ACTIONS TO TAKE —
a) Could you restate the notes on On Writing Well, starting with "Thinking clearly is" and going on through "it back up.", with "first drafts" renamed to "early drafts"?
b) Could you write what comes next in the notes on On Writing Well, picking up after their last line?

PAGE TEXT —
Abhinav's Notes
2021-01-26 Edit

Highlights for On Writing Well by William Zinsser

  1. The Transaction
  2. Simplicity
  3. Clutter
  4. Style
  5. The Audience
  6. Words
  7. Usage
  8. Unity
  9. The Lead and the Ending
  10. Bits & Pieces
  11. Nonfiction as Literature
  12. Writing About People: The Interview
  13. Writing About Places: The Travel Article
  14. Writing About Yourself: The Memoir
  15. Science and Technology
  16. Business Writing: Writing in Your Job
  17. Sports
  18. Writing About the Arts: Critics and Columnists
  19. Humor
  20. The Sound of Your Voice
  21. Enjoyment, Fear and Confidence
  22. The Tyranny of the Final Product
  23. A Writer’s Decisions
  24. Writing Family History and Memoir
  25. Write as Well as You Can

PART I Principles

1. The Transaction

Ultimately the product that any writer has to sell is not the subject being written about, but who he or she is.

2. Simplicity

the secret of good writing is to strip every sentence to its cleanest components.

Clear thinking becomes clear writing; one can’t exist without the other.

Thinking clearly is a conscious act that writers must force on themselves, as if they were working on any other project that requires logic.

3. Clutter

Clutter is the laborious phrase that has pushed out the short word that means the same thing.

Most first drafts can be cut by 50 percent without losing any information or losing the author’s voice.

Look for the clutter in your writing and prune it ruthlessly. Be grateful for everything you can throw away.

4. Style

The point is that you have to strip your writing down before you can build it back up.

Style is tied to the psyche, and writing has deep psychological roots.

5. The Audience

You are writing for yourself.

You are writing primarily to please yourself, and if you go about it with enjoyment you will also entertain the readers who are worth writing for.

Never say anything in writing that you wouldn’t comfortably say in conversation.

6. Words

You’ll never make your mark as a writer unless you develop a respect for words and a curiosity about their shades of meaning that is almost obsessive.

The Thesaurus is to the writer what a rhyming dictionary is to the songwriter—a reminder of all the choices—and you should use it with gratitude.

Also bear in mind, when you’re choosing words and stringing them together, how they sound.

Good writers of prose must be part poet, always listening to what they write.

7. Usage

formal syntax can’t hold the fort forever against a speaker’s more comfortable way of getting the same thing said—and it shouldn’t.

Good usage, to me, consists of using good words if they already exist—as they almost always do—to express myself clearly and simply to someone else.

PART II Methods

8. Unity

Unity is the anchor of good writing.

ask yourself some basic questions before you start. For example: “In what capacity am I going to address the reader?” (Reporter? Provider of information? Average man or woman?) “What pronoun and tense am I going to use?” “What style?” (Impersonal reportorial? Personal but formal? Personal and casual?) “What attitude am I going to take toward the material?” (Involved? Detached? Judgmental? Ironic? Amused?) “How much do I want to cover?” “What one point do I want to make?”

writers who doggedly pursue every last fact will find themselves pursuing the rainbow and never settling down to write.

every successful piece of nonfiction should leave the reader with one provocative thought that he or she didn’t have before.

Trust your material if it’s taking you into terrain you didn’t intend to enter but where the vibrations are good.

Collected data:
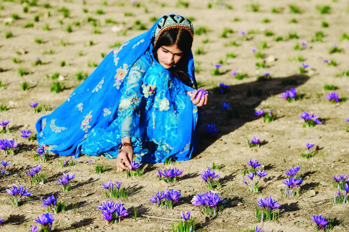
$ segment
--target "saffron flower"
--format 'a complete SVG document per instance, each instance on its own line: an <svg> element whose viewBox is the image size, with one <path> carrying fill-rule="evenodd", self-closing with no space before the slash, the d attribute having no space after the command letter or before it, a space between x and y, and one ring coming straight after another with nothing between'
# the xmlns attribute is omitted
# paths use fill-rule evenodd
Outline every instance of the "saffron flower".
<svg viewBox="0 0 349 232"><path fill-rule="evenodd" d="M35 221L41 224L41 230L43 231L51 231L52 223L54 221L53 215L49 213L43 213L41 216L38 216L38 219Z"/></svg>
<svg viewBox="0 0 349 232"><path fill-rule="evenodd" d="M264 114L264 110L262 110L261 109L259 109L258 110L254 111L254 115L257 117L262 116Z"/></svg>
<svg viewBox="0 0 349 232"><path fill-rule="evenodd" d="M275 221L277 219L279 212L275 211L281 207L276 200L272 199L271 196L267 198L259 200L257 203L255 215L259 220Z"/></svg>
<svg viewBox="0 0 349 232"><path fill-rule="evenodd" d="M21 136L21 137L27 139L29 139L30 137L30 135L31 134L31 131L30 130L22 130L21 131L21 132L22 133L22 135Z"/></svg>
<svg viewBox="0 0 349 232"><path fill-rule="evenodd" d="M202 207L206 215L215 216L217 211L222 210L224 205L220 205L223 201L223 199L217 193L207 192L206 193L200 193L194 196L191 202L194 206L198 206L199 209Z"/></svg>
<svg viewBox="0 0 349 232"><path fill-rule="evenodd" d="M131 161L131 169L127 170L126 172L126 177L130 176L140 176L143 175L144 171L143 169L141 170L140 168L142 166L142 163L139 163L137 162L132 160Z"/></svg>
<svg viewBox="0 0 349 232"><path fill-rule="evenodd" d="M294 168L291 167L289 170L286 170L286 174L288 176L289 176L290 177L295 177L297 174L297 172L300 169L300 166L295 167Z"/></svg>
<svg viewBox="0 0 349 232"><path fill-rule="evenodd" d="M310 218L316 223L315 229L317 231L324 229L324 230L327 230L329 222L326 217L324 217L321 214L319 214L318 216L314 215L311 217Z"/></svg>
<svg viewBox="0 0 349 232"><path fill-rule="evenodd" d="M298 115L299 117L304 120L304 123L303 124L303 127L313 127L315 123L322 124L322 123L318 119L319 115L314 114L310 114L306 111Z"/></svg>
<svg viewBox="0 0 349 232"><path fill-rule="evenodd" d="M30 106L30 107L31 107L32 108L35 108L35 107L36 107L36 106L38 106L38 102L33 102L31 104L29 105Z"/></svg>
<svg viewBox="0 0 349 232"><path fill-rule="evenodd" d="M255 136L253 136L252 140L248 141L248 146L250 147L253 146L259 147L261 144L261 140Z"/></svg>
<svg viewBox="0 0 349 232"><path fill-rule="evenodd" d="M6 169L6 167L10 165L10 161L5 161L3 160L1 160L1 162L0 162L0 164L3 166L3 169Z"/></svg>
<svg viewBox="0 0 349 232"><path fill-rule="evenodd" d="M216 129L216 125L215 124L208 124L206 127L206 131L207 134L211 135L213 135L218 131L218 129Z"/></svg>
<svg viewBox="0 0 349 232"><path fill-rule="evenodd" d="M228 91L228 88L229 86L224 85L223 83L220 83L219 87L221 90L221 93L222 94L225 93Z"/></svg>
<svg viewBox="0 0 349 232"><path fill-rule="evenodd" d="M207 169L203 171L203 174L200 175L201 178L205 182L205 184L208 187L209 189L213 189L215 184L217 185L217 187L219 187L219 181L215 180L215 179L219 178L219 174L216 175L214 170L211 170L209 167L207 167ZM202 184L202 183L201 183Z"/></svg>
<svg viewBox="0 0 349 232"><path fill-rule="evenodd" d="M23 185L21 186L19 188L17 188L14 185L13 185L12 187L13 189L6 189L6 192L8 194L13 196L11 198L11 200L12 201L12 204L15 206L17 207L19 206L20 201L22 197L24 197L26 199L27 197L32 195L31 193L28 192L27 189L24 189Z"/></svg>
<svg viewBox="0 0 349 232"><path fill-rule="evenodd" d="M110 224L120 222L128 215L128 211L124 205L121 203L114 203L111 200L106 203L103 202L102 206L97 206L97 208L102 210L103 219Z"/></svg>
<svg viewBox="0 0 349 232"><path fill-rule="evenodd" d="M229 108L230 108L230 105L229 105L229 103L226 103L225 102L223 102L223 104L221 106L222 109L224 110L227 110Z"/></svg>
<svg viewBox="0 0 349 232"><path fill-rule="evenodd" d="M184 213L181 213L180 214L180 216L182 218L184 219L186 221L187 221L189 219L189 218L190 217L190 211L188 211L187 212L186 214L184 214Z"/></svg>
<svg viewBox="0 0 349 232"><path fill-rule="evenodd" d="M332 92L329 94L327 94L326 99L332 103L335 103L339 102L339 97L338 96L338 94L336 92Z"/></svg>

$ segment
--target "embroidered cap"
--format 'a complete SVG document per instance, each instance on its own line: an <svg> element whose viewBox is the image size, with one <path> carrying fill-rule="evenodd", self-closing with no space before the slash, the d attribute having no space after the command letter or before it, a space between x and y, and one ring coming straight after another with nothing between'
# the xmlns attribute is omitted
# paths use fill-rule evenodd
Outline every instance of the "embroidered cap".
<svg viewBox="0 0 349 232"><path fill-rule="evenodd" d="M172 28L181 28L186 30L190 33L192 38L194 37L194 27L190 20L180 15L168 15L162 17L156 26L154 33L154 46L163 32Z"/></svg>

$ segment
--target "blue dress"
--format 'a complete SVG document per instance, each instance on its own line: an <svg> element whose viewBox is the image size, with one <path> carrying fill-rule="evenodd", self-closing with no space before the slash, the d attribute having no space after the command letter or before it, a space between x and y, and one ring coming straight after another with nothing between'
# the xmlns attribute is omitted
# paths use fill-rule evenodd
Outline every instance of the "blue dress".
<svg viewBox="0 0 349 232"><path fill-rule="evenodd" d="M112 159L121 138L130 136L137 161L190 159L200 118L185 93L197 87L193 54L186 57L185 85L154 59L151 41L163 21L109 53L65 102L38 119L40 147L60 155Z"/></svg>

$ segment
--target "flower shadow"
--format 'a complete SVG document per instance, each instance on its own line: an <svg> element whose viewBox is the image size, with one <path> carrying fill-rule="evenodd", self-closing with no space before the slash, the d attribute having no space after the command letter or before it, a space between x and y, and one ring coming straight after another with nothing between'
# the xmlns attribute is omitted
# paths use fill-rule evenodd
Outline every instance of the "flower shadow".
<svg viewBox="0 0 349 232"><path fill-rule="evenodd" d="M229 91L224 94L221 93L220 91L215 93L214 90L216 88L209 89L209 92L212 93L209 101L206 105L200 109L201 117L198 121L198 124L201 125L198 133L199 151L193 154L193 157L205 151L222 136L247 122L258 120L254 112L257 107L260 107L262 102L290 88L302 85L310 78L306 75L296 75L286 77L274 77L265 82L256 80L252 82L230 86ZM283 85L282 83L290 84ZM220 106L222 102L230 103L231 109L236 109L234 117L227 117L226 114L223 113L223 110ZM221 112L222 113L219 113ZM207 136L206 124L212 123L216 125L216 128L218 131L213 136Z"/></svg>

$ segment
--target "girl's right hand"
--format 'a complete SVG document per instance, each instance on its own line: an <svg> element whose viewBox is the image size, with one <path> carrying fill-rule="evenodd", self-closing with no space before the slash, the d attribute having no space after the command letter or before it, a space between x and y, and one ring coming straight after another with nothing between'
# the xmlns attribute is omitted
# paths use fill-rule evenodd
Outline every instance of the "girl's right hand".
<svg viewBox="0 0 349 232"><path fill-rule="evenodd" d="M131 170L132 169L131 161L133 158L133 150L129 146L126 146L118 154L118 156L116 158L117 165L124 170ZM125 163L125 165L124 164L124 163Z"/></svg>

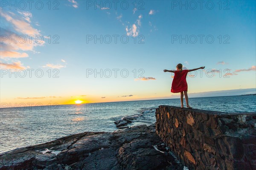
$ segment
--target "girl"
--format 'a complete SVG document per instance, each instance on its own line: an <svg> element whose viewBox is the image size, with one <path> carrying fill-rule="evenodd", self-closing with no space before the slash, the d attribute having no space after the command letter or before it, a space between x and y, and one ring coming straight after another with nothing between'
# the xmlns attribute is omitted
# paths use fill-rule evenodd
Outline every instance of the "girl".
<svg viewBox="0 0 256 170"><path fill-rule="evenodd" d="M178 64L176 66L177 70L173 71L172 70L163 70L163 72L170 72L174 73L174 78L172 84L172 89L171 92L172 93L180 93L180 102L181 102L181 108L184 108L183 106L183 96L185 95L185 99L186 104L186 107L191 108L189 105L189 98L188 97L188 85L186 80L188 72L194 71L201 69L204 68L204 67L201 67L199 68L195 68L192 70L182 70L182 65L180 63ZM184 93L183 93L184 92Z"/></svg>

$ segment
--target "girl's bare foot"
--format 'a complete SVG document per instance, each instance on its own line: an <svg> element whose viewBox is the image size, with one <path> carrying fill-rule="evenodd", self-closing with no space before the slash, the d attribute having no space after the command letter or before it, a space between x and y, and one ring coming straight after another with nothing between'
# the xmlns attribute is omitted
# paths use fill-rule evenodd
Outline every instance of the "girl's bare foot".
<svg viewBox="0 0 256 170"><path fill-rule="evenodd" d="M191 108L189 105L186 105L186 107L189 109L192 109L192 108Z"/></svg>

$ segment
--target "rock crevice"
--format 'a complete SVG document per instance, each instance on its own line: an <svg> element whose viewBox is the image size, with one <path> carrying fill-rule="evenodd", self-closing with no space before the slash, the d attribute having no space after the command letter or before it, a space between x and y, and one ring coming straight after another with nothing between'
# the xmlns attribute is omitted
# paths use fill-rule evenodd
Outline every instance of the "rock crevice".
<svg viewBox="0 0 256 170"><path fill-rule="evenodd" d="M256 169L255 112L161 105L156 132L189 170Z"/></svg>

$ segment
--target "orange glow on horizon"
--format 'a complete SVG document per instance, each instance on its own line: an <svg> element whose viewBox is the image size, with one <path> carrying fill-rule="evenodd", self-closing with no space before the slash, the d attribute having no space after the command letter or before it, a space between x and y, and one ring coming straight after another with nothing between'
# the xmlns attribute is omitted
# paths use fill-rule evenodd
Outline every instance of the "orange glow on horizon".
<svg viewBox="0 0 256 170"><path fill-rule="evenodd" d="M84 102L82 101L81 101L80 100L76 100L75 101L75 102L76 103L76 104L81 104L83 102Z"/></svg>

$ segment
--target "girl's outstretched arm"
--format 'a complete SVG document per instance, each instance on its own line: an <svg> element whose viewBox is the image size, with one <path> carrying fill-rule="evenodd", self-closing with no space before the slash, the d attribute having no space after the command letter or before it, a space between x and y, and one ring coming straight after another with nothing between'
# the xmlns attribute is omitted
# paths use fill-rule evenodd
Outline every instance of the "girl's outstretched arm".
<svg viewBox="0 0 256 170"><path fill-rule="evenodd" d="M188 72L195 71L195 70L197 70L200 69L204 69L204 67L205 67L204 66L204 67L199 67L199 68L194 68L193 69L189 70Z"/></svg>
<svg viewBox="0 0 256 170"><path fill-rule="evenodd" d="M163 72L170 72L172 73L174 73L175 71L173 71L172 70L163 70Z"/></svg>

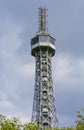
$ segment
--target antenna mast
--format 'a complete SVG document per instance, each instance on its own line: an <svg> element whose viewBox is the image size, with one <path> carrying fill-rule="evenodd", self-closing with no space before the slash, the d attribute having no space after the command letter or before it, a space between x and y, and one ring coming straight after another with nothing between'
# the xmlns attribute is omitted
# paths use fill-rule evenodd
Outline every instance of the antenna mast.
<svg viewBox="0 0 84 130"><path fill-rule="evenodd" d="M39 8L39 32L40 33L48 33L47 28L46 28L46 8L45 6L41 6Z"/></svg>

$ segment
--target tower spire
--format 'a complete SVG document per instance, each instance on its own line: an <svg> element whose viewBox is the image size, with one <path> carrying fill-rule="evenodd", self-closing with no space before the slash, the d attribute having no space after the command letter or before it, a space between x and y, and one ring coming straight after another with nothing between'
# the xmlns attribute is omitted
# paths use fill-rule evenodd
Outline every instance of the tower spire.
<svg viewBox="0 0 84 130"><path fill-rule="evenodd" d="M47 23L47 21L46 21L46 8L45 8L45 6L41 6L40 8L39 8L39 32L40 33L48 33L47 32L47 27L46 27L46 23Z"/></svg>

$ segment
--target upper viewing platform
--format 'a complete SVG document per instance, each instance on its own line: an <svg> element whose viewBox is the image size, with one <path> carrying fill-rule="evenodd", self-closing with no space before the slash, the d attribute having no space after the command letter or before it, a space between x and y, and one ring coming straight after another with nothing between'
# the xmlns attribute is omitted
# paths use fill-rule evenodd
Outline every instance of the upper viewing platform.
<svg viewBox="0 0 84 130"><path fill-rule="evenodd" d="M41 50L47 50L51 56L55 54L55 39L49 34L46 27L46 8L42 6L39 8L39 30L35 37L31 39L31 54L35 54Z"/></svg>

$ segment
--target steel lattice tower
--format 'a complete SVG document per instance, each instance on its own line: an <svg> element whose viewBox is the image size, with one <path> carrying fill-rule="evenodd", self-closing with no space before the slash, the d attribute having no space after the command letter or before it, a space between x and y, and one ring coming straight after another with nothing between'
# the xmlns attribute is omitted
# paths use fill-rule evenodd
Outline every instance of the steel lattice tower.
<svg viewBox="0 0 84 130"><path fill-rule="evenodd" d="M46 28L46 9L39 8L39 31L31 39L31 54L35 57L35 90L31 122L41 129L57 127L58 118L55 107L51 58L55 54L55 39Z"/></svg>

ANSWERS FOR THE TASKS —
a)
Thinking clearly is a conscious act that writers must force on themselves, as if they were working on any other project that requires logic.

3. Clutter

Clutter is the laborious phrase that has pushed out the short word that means the same thing.

Most early drafts can be cut by 50 percent without losing any information or losing the author’s voice.

Look for the clutter in your writing and prune it ruthlessly. Be grateful for everything you can throw away.

4. Style

The point is that you have to strip your writing down before you can build it back up.

b)
9. The Lead and the Ending

Readers want to know—very soon—what’s in it for them.

your lead must capture the reader immediately and force him to keep reading.

take special care with the last sentence of each paragraph—it’s the crucial springboard to the next paragraph.

you should always collect more material than you will use. Every article is strong in proportion to the surplus of details from which you can choose the few that will serve you best.

Another moral is to look for your material everywhere, not just by reading the obvious sources and interviewing the obvious people.

Our daily landscape is thick with absurd messages and portents. Notice them. They not only have social significance; they are often just quirky enough to make a lead that’s different from everybody else’s.

What is pulling us into this article is the steady accumulation of facts that have pathos and faded glamour.

Always look for ways to convey your information in narrative form.

You should give as much thought to choosing your last sentence as you did to your first.

For the nonfiction writer, the simplest way of putting this into a rule is: when you’re ready to stop, stop.

Something I often do in my writing is to bring the story full circle—to strike at the end an echo of a note that was sounded at the beginning.

10. Bits & Pieces

Use active verbs unless there is no comfortable way to get around using a passive verb.

You will clutter your sentence and annoy the reader if you choose a verb that has a specific meaning and then add an adverb that carries the same meaning.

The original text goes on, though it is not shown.